DIRECTIONS
Your output should be the complete listing, word for word, with no pictures in it.

GIVEN INFORMATION
****

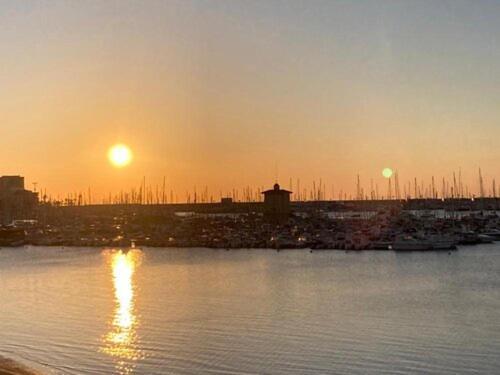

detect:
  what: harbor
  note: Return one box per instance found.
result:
[0,177,499,251]
[7,204,500,253]
[26,206,500,251]
[5,1,500,373]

****

RESPONSE
detect:
  what: harbor
  note: Return one box per instance found.
result:
[0,177,499,251]
[7,204,500,253]
[26,206,500,251]
[5,1,500,373]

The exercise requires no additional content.